SOURCE DATA START
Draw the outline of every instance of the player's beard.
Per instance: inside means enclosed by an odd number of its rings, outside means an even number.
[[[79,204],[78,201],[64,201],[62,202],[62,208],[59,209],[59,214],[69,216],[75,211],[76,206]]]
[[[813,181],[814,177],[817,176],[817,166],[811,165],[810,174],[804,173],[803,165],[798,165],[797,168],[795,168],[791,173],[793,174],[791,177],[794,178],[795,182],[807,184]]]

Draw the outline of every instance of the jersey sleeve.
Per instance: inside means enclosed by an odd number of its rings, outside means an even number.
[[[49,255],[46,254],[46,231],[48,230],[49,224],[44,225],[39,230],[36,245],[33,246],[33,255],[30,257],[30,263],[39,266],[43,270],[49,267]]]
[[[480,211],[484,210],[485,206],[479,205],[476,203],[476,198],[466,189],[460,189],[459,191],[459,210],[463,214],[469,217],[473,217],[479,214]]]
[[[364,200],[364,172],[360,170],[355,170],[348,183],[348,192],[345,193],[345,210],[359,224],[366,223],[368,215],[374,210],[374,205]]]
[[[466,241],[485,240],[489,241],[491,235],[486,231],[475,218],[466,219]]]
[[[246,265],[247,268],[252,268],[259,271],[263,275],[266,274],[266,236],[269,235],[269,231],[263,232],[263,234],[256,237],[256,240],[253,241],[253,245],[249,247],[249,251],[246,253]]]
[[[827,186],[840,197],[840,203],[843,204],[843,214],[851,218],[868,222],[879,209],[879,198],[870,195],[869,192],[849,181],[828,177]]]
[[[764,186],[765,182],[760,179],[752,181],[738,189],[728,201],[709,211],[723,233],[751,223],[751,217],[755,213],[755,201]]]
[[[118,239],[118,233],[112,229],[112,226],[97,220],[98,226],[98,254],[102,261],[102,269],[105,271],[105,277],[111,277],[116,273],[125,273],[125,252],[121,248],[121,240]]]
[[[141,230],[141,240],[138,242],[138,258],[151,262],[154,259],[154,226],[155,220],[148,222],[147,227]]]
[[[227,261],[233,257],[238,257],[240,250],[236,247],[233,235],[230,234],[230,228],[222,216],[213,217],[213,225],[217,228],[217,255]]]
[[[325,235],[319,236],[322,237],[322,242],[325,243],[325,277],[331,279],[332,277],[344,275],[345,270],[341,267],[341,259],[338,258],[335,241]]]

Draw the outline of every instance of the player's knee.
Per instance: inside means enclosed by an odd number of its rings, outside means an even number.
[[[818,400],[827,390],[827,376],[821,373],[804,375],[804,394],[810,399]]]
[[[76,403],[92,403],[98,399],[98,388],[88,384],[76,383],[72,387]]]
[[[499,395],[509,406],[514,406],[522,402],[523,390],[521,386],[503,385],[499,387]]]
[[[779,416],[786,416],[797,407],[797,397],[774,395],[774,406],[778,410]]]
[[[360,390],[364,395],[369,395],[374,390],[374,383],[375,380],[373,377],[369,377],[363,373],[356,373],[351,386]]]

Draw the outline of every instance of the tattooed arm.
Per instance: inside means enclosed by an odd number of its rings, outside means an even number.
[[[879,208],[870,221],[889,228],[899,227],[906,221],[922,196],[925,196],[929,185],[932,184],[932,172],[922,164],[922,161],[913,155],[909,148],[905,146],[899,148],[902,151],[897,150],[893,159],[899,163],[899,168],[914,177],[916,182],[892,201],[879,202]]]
SOURCE DATA END
__TASK OBJECTIVE__.
Print the whole listing above exactly, please.

__SOLUTION FOR THIS EXERCISE__.
Draw the outline of every instance of the player's beard.
Per instance: inside means enclosed by an odd number of its rings, outside means an even number.
[[[79,204],[78,201],[64,201],[62,202],[62,208],[59,209],[59,214],[69,216],[75,211],[76,206]]]
[[[813,181],[814,177],[817,176],[817,166],[811,165],[810,174],[804,173],[803,165],[798,165],[797,168],[795,168],[791,173],[793,174],[791,177],[794,178],[795,182],[807,184]]]

Draw the outline of every instance of the jersey sleeve.
Per instance: inside means enclosed by an odd number of its rings, outside means an even number.
[[[49,255],[46,254],[46,231],[48,230],[49,224],[44,225],[39,230],[36,245],[33,246],[33,255],[30,257],[30,263],[39,266],[43,270],[49,267]]]
[[[480,211],[484,210],[485,206],[479,205],[476,203],[476,198],[466,189],[460,189],[459,191],[459,210],[463,214],[469,217],[473,217],[479,214]]]
[[[364,200],[364,172],[360,170],[355,170],[348,183],[348,192],[345,193],[345,210],[359,224],[366,223],[368,215],[374,210],[374,205]]]
[[[466,241],[485,240],[489,241],[491,235],[486,231],[475,218],[466,219]]]
[[[246,265],[247,268],[252,268],[259,271],[263,275],[266,274],[266,236],[269,235],[269,231],[263,232],[263,234],[256,237],[256,240],[253,241],[253,245],[249,247],[249,251],[246,253]]]
[[[827,186],[840,197],[840,203],[843,204],[843,214],[851,218],[868,222],[879,209],[879,198],[870,195],[869,192],[849,181],[828,177]]]
[[[764,186],[765,182],[760,179],[752,181],[738,189],[728,201],[709,211],[723,233],[751,223],[751,217],[755,213],[755,201]]]
[[[118,239],[118,233],[112,229],[112,226],[97,220],[98,226],[98,254],[102,261],[102,269],[105,271],[105,277],[111,277],[116,273],[125,273],[125,252],[121,248],[121,240]]]
[[[141,230],[141,240],[138,242],[138,258],[151,262],[154,259],[154,226],[155,220],[148,222],[147,227]]]
[[[227,261],[233,257],[238,257],[240,250],[236,247],[233,235],[230,234],[230,228],[222,216],[213,217],[213,225],[217,228],[217,255]]]
[[[325,235],[319,236],[322,237],[322,242],[325,243],[325,277],[331,279],[332,277],[344,275],[345,270],[341,267],[341,259],[338,258],[335,241]]]

Draw the outline of every instance of the player's knee.
Per instance: inside means enclosed by an odd number of its rings, outside means an even number.
[[[818,400],[827,390],[827,376],[821,373],[804,375],[804,394],[810,399]]]
[[[76,403],[92,403],[98,399],[98,388],[88,384],[76,383],[72,387]]]
[[[499,395],[509,406],[514,406],[522,402],[523,390],[521,386],[503,385],[499,387]]]
[[[779,416],[786,416],[797,407],[797,397],[774,395],[774,406],[778,410]]]
[[[360,390],[364,395],[369,395],[374,390],[374,383],[375,380],[373,377],[369,377],[363,373],[356,373],[351,386]]]

Draw the outline of every instance of the tattooed arm.
Per instance: inside means enclosed by an odd number of its rings, outside means an even number.
[[[879,208],[870,221],[889,228],[899,227],[906,221],[922,196],[925,196],[929,185],[932,184],[932,172],[922,164],[922,161],[913,155],[909,148],[905,146],[899,148],[902,151],[897,150],[893,159],[899,163],[899,168],[914,177],[916,182],[892,201],[879,202]]]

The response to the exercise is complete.